## [What is required]
Return, character for character, the lines from the one bearing "Pick out every instance of the house roof" through the end of the material. Omit everything before that line.

## [Entries taken from a collection]
--------------------------------------------------

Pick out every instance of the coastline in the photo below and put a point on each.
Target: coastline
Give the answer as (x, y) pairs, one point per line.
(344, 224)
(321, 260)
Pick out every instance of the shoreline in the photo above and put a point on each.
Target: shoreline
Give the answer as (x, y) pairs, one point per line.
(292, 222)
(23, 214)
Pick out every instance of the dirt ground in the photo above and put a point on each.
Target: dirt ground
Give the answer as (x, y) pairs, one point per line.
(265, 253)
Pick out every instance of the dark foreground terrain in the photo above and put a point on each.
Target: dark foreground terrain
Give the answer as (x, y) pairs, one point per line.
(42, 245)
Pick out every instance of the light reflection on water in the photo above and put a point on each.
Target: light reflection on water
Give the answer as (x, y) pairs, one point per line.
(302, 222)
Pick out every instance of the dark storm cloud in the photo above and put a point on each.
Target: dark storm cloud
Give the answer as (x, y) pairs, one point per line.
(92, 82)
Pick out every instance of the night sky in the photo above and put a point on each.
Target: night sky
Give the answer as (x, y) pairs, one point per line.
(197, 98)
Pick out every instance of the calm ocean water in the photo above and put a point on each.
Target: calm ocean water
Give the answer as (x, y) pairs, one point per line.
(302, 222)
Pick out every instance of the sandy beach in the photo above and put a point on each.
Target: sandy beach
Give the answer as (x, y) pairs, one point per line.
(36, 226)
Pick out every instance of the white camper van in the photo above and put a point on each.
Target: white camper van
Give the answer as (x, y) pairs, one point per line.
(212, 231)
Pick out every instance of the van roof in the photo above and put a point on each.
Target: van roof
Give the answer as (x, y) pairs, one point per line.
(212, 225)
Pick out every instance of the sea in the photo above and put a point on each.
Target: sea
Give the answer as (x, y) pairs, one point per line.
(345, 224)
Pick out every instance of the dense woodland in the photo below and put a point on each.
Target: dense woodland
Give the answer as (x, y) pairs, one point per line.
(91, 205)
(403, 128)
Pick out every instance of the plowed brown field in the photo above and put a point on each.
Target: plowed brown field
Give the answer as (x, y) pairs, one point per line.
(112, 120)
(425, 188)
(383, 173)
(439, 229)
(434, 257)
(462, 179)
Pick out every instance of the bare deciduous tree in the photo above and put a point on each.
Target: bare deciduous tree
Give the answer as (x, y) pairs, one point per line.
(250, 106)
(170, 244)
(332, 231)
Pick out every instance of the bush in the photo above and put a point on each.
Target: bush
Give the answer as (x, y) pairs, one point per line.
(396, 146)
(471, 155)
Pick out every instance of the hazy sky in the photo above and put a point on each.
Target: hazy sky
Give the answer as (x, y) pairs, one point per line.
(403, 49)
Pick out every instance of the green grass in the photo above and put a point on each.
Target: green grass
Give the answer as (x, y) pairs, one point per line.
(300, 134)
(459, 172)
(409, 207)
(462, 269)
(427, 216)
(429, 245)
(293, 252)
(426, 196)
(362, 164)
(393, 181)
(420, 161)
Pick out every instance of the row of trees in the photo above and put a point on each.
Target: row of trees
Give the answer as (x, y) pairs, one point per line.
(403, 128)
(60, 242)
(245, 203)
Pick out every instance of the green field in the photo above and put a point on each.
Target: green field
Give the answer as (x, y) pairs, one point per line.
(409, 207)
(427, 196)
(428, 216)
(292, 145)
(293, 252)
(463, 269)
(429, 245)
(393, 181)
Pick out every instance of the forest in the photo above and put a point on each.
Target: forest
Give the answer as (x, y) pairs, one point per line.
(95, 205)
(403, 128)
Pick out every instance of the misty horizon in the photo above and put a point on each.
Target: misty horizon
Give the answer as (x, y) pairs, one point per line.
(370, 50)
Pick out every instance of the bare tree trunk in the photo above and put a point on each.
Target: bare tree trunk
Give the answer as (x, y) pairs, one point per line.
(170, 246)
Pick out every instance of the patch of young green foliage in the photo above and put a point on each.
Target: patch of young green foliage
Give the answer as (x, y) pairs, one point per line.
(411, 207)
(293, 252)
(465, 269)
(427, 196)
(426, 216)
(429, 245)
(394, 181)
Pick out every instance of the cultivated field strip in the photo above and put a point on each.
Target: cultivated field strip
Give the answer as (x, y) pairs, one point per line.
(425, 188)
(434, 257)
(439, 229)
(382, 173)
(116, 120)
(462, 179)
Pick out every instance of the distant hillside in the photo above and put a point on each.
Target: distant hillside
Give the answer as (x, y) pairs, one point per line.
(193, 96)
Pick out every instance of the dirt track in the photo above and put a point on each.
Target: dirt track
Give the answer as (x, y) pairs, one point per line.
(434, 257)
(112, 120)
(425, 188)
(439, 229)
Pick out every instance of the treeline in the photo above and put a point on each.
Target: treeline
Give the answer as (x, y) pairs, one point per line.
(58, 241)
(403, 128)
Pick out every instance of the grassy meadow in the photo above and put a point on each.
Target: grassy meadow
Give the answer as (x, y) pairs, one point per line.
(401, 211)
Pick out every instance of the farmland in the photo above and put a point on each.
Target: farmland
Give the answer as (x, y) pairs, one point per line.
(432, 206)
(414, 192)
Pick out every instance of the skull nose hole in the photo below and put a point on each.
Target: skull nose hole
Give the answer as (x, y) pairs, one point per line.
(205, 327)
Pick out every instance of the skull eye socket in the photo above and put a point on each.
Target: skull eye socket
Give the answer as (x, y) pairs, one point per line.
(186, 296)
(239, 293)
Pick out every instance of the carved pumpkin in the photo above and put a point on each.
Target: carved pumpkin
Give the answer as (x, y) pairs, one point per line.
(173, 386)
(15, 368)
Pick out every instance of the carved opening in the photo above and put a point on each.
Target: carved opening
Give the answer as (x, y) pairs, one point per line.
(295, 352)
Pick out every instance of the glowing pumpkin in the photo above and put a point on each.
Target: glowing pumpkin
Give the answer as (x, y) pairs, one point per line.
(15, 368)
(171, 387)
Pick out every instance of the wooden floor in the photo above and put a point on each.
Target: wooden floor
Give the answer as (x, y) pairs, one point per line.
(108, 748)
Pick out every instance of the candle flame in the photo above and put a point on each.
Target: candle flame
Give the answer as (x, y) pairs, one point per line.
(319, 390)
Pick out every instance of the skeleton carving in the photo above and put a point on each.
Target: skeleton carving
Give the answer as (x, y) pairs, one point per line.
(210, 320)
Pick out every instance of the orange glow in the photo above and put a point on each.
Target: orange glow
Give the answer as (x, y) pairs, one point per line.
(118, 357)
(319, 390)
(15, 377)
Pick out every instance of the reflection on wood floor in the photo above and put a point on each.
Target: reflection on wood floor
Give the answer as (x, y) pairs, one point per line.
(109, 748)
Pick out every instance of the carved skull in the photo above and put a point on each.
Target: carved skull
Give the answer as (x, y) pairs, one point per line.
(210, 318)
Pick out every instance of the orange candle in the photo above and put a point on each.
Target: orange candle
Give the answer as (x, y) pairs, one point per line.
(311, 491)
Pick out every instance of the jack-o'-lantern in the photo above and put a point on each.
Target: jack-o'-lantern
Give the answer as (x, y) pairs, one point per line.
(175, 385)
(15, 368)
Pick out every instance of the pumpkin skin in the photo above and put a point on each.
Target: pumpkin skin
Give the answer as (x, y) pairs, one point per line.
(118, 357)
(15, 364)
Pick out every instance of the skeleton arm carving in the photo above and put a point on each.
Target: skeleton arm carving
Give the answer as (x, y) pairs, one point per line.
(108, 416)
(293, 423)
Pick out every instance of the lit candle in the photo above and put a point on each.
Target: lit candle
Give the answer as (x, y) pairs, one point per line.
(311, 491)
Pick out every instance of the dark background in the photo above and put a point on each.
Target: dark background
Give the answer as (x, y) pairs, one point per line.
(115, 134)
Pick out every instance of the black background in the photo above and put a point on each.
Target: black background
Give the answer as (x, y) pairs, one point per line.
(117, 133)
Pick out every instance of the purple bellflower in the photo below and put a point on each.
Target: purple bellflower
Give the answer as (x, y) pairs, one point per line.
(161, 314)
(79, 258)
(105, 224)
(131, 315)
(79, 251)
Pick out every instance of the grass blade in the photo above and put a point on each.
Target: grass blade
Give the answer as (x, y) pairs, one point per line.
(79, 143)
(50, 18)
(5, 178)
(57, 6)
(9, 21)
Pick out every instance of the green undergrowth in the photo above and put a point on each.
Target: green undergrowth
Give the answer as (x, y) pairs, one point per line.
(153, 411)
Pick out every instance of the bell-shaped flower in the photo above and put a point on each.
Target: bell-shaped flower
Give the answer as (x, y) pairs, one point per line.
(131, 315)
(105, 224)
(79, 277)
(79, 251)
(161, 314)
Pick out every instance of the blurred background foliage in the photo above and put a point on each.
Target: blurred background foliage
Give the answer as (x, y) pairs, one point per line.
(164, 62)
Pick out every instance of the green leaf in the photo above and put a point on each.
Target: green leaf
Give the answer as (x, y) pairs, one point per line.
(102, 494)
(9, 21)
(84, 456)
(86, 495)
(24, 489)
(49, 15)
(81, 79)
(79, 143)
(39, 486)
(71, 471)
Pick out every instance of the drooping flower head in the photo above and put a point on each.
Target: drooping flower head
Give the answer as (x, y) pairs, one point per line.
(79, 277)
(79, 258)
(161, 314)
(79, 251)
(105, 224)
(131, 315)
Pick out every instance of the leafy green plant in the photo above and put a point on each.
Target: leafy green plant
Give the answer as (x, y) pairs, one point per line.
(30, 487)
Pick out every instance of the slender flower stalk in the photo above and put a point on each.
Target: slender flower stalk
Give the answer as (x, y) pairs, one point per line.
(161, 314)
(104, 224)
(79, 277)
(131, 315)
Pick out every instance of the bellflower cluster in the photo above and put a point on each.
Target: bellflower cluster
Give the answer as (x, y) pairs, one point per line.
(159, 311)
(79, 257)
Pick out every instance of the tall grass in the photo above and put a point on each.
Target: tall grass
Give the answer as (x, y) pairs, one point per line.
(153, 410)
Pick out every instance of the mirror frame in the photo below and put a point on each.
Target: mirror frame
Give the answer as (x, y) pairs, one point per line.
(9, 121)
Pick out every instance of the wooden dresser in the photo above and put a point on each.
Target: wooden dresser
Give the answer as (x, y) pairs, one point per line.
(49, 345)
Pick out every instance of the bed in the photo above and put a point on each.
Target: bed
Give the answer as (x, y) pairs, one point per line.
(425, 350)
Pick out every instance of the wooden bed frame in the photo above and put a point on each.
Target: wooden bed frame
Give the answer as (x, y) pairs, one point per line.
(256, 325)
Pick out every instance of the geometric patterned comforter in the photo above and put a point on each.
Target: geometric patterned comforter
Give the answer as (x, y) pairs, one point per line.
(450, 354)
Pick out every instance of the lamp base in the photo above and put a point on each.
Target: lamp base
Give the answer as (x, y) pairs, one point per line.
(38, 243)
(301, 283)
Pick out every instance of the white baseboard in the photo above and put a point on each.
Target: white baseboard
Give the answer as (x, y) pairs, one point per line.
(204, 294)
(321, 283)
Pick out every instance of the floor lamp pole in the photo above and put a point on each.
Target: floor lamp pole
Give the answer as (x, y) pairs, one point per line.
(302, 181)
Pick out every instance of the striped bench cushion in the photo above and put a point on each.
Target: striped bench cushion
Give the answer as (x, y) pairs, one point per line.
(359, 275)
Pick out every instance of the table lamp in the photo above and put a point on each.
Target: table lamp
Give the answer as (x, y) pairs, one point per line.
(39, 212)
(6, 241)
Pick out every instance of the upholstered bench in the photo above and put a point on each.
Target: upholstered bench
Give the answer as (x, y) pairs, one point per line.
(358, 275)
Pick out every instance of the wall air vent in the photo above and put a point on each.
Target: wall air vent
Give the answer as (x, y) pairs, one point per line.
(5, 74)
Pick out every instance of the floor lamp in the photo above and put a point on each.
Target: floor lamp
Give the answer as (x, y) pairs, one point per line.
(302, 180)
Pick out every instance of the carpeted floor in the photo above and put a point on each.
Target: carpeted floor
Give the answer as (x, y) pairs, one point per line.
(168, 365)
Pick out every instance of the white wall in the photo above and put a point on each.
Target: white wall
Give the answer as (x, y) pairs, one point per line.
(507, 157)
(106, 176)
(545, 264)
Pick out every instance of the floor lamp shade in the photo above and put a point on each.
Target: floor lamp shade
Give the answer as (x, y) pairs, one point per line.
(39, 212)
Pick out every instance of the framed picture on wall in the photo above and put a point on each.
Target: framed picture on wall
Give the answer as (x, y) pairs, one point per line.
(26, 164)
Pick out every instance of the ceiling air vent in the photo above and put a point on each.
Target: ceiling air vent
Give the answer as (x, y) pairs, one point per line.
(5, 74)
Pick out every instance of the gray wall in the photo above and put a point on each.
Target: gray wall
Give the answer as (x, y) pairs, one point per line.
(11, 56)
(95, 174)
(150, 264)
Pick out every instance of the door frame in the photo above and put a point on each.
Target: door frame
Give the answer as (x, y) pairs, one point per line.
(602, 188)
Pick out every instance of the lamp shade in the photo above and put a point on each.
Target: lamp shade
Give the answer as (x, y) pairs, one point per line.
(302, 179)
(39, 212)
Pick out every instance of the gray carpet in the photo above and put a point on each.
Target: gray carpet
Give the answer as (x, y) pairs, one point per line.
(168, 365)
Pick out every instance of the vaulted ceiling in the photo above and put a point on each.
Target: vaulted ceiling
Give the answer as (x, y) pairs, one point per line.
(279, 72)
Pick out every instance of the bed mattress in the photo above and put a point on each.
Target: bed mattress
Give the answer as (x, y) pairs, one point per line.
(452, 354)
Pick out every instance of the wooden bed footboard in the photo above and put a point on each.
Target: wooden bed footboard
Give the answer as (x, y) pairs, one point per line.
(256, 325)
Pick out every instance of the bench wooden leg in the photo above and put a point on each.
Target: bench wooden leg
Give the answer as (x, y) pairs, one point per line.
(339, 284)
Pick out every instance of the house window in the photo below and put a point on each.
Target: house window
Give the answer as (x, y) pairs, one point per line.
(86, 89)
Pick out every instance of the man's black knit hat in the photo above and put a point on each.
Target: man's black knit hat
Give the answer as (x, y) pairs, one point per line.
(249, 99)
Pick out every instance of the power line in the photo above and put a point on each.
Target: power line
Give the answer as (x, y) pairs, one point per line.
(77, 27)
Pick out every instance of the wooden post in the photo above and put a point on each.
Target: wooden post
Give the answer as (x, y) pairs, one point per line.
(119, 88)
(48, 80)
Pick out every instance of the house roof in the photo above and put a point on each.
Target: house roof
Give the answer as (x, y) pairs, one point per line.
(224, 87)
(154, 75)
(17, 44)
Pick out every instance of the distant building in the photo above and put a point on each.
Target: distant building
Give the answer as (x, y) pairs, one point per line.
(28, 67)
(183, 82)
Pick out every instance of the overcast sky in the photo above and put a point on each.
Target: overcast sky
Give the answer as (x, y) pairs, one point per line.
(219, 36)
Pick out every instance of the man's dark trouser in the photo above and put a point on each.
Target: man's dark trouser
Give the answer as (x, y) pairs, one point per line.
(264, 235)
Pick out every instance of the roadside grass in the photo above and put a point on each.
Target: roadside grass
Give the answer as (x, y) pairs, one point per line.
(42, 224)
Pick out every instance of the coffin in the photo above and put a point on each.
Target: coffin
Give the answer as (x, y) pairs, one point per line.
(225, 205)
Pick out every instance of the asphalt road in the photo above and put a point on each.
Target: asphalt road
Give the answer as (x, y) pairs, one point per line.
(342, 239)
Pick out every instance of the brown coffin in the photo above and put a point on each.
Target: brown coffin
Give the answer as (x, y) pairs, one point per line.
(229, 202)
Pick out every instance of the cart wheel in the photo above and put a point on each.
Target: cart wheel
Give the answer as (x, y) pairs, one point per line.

--------------------------------------------------

## [The answer]
Pick out every instance of the house roof in the photo above and put a point on each.
Target: house roof
Give the answer as (x, y) pairs, one point per line.
(224, 87)
(154, 75)
(17, 44)
Pick out every instance of the distant building in the photo above and put a point on each.
Target: distant building
Give the answer as (x, y) pairs, one point per line.
(28, 67)
(183, 82)
Pick out every instance of the overcast sky in the photo above and put a point on each.
Target: overcast sky
Give the answer as (x, y) pairs, one point per line.
(219, 36)
Pick out every instance of the man's dark trouser in the photo above and put a point on each.
Target: man's dark trouser
Give the answer as (x, y) pairs, one point per line.
(264, 235)
Pick out every instance of the roadside grass in the photo above and put a point on each.
Target: roadside grass
Give the answer as (x, y) pairs, one point per line.
(42, 224)
Pick out every instance of the coffin in the photo above and put a point on each.
Target: coffin
Give the answer as (x, y) pairs, one point per line.
(225, 205)
Pick out every instance of the asphalt road in the photo above and put a point on each.
Target: asphalt road
Give the answer as (x, y) pairs, one point per line.
(342, 239)
Pick out every instance of the brown coffin in the photo above and put a point on each.
Target: brown coffin
Give the answer as (x, y) pairs, one point per line.
(229, 202)
Pick out every instance of the cart wheel in the photo above and put a point on each.
Target: cart wheel
Give the answer as (x, y) pairs, one point per line.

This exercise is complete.